▶ YOUR INSTRUCTIONS:
Recast the listing from the line containing "Give the outline of every instance of the brown" through the end of the listing, inclusive, as a two-column CSV with the headers input and output. Put each input and its output in one row, with each value in a single quoted field and line breaks replaced by spaces.

begin INPUT ROWS

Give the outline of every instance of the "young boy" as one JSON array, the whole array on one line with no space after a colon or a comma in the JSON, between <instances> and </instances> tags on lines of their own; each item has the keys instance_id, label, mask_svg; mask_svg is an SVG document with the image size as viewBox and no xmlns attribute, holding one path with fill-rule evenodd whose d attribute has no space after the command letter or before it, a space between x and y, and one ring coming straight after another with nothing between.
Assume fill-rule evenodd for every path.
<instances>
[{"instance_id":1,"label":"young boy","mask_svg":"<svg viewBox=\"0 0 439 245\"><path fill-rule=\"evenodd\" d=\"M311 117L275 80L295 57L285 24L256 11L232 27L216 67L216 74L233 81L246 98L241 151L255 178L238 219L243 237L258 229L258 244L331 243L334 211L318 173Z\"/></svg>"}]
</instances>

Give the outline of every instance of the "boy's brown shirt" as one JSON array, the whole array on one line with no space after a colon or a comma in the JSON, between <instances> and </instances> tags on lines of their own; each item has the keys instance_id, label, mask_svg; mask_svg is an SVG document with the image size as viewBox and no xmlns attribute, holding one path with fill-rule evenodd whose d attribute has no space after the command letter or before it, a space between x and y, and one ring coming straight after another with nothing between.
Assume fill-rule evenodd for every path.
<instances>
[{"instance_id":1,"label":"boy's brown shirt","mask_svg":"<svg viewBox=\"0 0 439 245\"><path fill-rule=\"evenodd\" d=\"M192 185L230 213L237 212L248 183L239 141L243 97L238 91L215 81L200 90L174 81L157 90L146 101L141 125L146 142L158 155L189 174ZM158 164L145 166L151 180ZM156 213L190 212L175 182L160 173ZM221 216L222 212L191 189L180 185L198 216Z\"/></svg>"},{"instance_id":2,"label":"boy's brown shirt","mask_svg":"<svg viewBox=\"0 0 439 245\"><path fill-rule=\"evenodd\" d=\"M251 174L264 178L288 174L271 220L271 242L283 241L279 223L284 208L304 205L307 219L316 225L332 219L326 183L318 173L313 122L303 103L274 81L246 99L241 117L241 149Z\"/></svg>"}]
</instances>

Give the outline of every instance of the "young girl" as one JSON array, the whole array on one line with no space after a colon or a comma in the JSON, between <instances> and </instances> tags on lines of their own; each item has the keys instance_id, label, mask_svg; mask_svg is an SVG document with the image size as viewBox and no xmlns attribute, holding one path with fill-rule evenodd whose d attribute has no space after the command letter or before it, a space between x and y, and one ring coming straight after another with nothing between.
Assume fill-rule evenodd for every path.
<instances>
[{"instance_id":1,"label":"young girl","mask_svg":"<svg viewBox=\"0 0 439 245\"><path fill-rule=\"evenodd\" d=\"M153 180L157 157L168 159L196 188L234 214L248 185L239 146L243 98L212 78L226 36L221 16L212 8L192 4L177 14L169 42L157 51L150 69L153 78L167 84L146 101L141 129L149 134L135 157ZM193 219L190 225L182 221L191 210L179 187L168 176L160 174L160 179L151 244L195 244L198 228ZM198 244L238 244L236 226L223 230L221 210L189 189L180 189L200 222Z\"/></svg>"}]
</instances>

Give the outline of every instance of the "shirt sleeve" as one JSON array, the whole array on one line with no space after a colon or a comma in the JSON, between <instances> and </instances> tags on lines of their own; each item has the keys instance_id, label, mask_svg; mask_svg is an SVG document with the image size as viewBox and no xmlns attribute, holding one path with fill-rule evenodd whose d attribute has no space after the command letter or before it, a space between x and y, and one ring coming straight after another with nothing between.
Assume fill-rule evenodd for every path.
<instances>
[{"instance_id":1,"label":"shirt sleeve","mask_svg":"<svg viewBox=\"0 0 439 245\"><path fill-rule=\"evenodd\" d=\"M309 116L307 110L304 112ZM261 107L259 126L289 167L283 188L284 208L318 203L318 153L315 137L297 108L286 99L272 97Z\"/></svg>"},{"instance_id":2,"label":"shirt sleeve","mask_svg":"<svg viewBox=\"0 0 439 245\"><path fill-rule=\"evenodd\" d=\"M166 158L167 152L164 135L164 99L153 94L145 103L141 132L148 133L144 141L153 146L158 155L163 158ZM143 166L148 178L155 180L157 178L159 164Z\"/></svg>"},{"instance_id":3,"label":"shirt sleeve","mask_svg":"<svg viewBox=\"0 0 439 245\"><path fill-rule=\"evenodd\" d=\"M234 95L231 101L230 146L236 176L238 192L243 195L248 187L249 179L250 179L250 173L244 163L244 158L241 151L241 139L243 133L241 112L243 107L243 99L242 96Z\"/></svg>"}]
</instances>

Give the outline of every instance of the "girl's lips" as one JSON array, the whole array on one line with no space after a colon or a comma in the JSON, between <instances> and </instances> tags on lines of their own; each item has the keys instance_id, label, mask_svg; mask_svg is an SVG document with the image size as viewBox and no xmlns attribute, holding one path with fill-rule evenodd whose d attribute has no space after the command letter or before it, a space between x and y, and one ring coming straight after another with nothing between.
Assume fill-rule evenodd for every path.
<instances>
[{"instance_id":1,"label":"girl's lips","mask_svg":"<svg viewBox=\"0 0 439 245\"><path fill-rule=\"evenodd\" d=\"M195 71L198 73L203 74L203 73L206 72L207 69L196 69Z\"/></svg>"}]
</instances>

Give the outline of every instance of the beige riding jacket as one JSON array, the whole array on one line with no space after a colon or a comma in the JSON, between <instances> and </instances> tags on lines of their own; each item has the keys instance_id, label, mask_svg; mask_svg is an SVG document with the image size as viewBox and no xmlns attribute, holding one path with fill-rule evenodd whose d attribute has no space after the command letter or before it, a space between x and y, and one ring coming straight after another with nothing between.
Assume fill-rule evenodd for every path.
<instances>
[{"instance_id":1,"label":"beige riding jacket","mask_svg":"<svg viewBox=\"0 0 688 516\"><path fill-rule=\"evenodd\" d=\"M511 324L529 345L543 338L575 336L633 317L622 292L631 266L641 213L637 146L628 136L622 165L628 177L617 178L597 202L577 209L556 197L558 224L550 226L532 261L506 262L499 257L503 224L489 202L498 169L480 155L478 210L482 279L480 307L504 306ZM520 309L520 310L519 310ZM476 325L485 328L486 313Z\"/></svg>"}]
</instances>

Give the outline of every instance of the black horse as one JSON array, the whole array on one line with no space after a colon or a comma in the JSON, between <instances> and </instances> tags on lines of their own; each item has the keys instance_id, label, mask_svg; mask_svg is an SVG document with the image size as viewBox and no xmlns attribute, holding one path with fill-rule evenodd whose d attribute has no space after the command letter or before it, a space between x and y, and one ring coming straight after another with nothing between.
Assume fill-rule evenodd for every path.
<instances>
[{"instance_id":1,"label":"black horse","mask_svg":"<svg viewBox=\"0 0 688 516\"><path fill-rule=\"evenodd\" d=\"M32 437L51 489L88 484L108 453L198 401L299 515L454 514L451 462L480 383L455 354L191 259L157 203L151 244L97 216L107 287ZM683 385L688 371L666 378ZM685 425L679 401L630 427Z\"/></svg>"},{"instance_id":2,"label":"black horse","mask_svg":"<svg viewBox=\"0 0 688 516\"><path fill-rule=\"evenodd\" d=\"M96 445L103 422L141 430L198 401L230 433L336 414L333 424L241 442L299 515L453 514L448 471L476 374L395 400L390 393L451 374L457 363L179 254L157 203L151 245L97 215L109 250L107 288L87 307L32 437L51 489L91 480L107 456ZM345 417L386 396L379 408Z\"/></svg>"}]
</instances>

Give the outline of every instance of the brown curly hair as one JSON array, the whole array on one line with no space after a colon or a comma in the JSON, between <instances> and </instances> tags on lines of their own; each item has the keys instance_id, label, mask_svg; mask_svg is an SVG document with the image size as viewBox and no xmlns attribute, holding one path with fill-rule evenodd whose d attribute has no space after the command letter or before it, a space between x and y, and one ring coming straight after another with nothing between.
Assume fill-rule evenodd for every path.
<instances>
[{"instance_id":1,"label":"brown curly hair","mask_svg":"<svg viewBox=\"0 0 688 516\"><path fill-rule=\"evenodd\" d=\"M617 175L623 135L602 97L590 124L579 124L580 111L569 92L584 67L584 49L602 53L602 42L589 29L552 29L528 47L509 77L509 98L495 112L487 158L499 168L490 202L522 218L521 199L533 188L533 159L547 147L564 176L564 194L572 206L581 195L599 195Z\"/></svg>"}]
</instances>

end INPUT ROWS

▶ SOLUTION:
input,output
"Give the outline of every instance of the brown curly hair as one JSON array, the whole array on one line with no space after a colon or a comma in the JSON, between <instances> and </instances> tags on lines of their own; each item has the keys instance_id, label, mask_svg; mask_svg is an SVG document with the image size as viewBox and no xmlns attribute, holding one path with fill-rule evenodd whose d attribute has no space after the command letter or before it, a space between x and y, and one ring coming straight after another with nothing between. Assume fill-rule evenodd for every path.","<instances> [{""instance_id"":1,""label"":""brown curly hair"",""mask_svg"":""<svg viewBox=\""0 0 688 516\""><path fill-rule=\""evenodd\"" d=\""M617 175L623 135L602 97L590 124L579 124L580 111L569 92L584 67L584 49L602 53L602 42L589 29L552 29L528 47L509 77L509 98L495 112L487 158L499 168L490 202L522 218L521 199L533 188L533 159L547 147L564 176L564 194L572 206L581 195L599 195Z\""/></svg>""}] </instances>"